— Start DOCUMENT —

The Sad Truth

Since May, I've been visited regularly by a recurring image. It is one my own mind has made, but around a skeleton of words I read in a BBC news article.


It's been a busy old year, with writing, editing, copy-editing and launching The Broken Ones, along with other work for beyondblue and some (very fun!) television story development. But in quiet moments – and I don't get as many as one might imagine – my mind goes back to this article, and this image. I've been meaning to write about it, but haven't quite known what to say. So, perhaps the thing to do is simply spill it, confess that I am shackled to it and will be forever, and maybe one of you can help make sense of it for me. I don't think you will, though, because ... you'll see.

— End DOCUMENT —

◆ PROBLEMS TO WORK ON:
**a)** Translate this sentence from the essay into Spanish: "Since May, I've been visited regularly by a recurring image."
**b)** Reproduce the essay word for word between "The Sad Truth" and "BBC news article.", inclusive.
**c)** Resume the essay, picking up after its last sentence.

— Start EXTRACTED MATERIAL —

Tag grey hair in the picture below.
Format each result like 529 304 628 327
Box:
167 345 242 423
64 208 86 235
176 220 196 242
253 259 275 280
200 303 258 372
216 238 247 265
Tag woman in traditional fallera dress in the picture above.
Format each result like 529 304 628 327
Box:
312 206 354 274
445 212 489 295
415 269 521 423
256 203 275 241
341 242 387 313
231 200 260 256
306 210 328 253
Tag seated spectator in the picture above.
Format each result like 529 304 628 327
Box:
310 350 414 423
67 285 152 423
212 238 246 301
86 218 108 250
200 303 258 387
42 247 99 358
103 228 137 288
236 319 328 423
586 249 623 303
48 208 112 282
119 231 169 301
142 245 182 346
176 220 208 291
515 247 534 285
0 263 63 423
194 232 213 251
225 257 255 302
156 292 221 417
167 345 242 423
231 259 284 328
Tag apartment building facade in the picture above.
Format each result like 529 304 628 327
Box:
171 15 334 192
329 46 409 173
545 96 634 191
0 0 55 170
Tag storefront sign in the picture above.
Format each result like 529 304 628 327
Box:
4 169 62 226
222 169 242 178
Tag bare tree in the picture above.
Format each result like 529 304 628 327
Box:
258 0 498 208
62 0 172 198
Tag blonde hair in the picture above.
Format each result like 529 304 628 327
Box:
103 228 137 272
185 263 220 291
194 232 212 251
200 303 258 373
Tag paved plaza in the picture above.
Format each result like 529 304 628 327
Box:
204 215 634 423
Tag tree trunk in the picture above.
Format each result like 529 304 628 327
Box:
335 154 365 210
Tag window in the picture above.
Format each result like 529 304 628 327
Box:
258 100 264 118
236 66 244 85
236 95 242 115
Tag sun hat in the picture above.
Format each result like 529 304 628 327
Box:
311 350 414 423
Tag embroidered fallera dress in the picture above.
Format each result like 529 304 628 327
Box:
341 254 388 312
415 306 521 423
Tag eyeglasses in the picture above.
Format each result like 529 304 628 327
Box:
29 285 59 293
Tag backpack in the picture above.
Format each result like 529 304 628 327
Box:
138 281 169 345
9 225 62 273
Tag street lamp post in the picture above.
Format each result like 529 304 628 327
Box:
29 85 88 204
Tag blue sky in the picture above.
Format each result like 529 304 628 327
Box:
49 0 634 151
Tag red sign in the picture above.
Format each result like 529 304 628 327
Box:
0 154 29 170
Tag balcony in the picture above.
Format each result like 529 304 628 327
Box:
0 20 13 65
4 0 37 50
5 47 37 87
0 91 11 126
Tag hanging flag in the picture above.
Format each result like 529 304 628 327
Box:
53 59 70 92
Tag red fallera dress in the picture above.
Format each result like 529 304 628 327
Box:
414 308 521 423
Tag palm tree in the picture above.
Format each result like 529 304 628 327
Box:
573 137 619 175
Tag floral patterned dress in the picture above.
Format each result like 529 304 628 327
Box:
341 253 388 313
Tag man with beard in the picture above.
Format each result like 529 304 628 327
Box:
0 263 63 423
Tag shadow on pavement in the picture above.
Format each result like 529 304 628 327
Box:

— End EXTRACTED MATERIAL —

◆ EXPECTED ANSWERS:
**a)** Desde mayo, me visita con regularidad una imagen recurrente.

**b)**
The Sad Truth

Since May, I've been visited regularly by a recurring image. It is one my own mind has made, but around a skeleton of words I read in a BBC news article.

**c)**
The article was about Samuel Willenberg, an 87 year old survivor of Treblinka. One of far, far too few. He expresses some of his memories through his art. Here is a passage from the middle of the article:


"In the basement of (Willenberg's) apartment building is a collection of bronze sculptures, created by Mr Willenberg to reflect his experiences in Treblinka and to preserve the memory of those who died. One is of a girl with her head half-shaved. Another shows a father helping his son take off his shoes before being sent to the gas chamber. On the wall are his drawings of the camp."


My throat tightens when I read it, and my eyes sting. When my brain is untenanted by a particular job or thought, sometimes this passage will fly into it like some dark thing. And stay a while.


The last act of a father was to lovingly help his son remove his shoes.


I have a son and a daughter. I adore them more than life; they, and my wife, are my life. I'd give my life for them. But this father could not give his life for his son. I'm sure he wanted to teach his boy so much – how to eat, to speak, to dress, to read, to mend things, to move in the world ... but that was stolen, and all he could do, this last act of love in a shockingly black and loveless time, was to help his boy remove his shoes.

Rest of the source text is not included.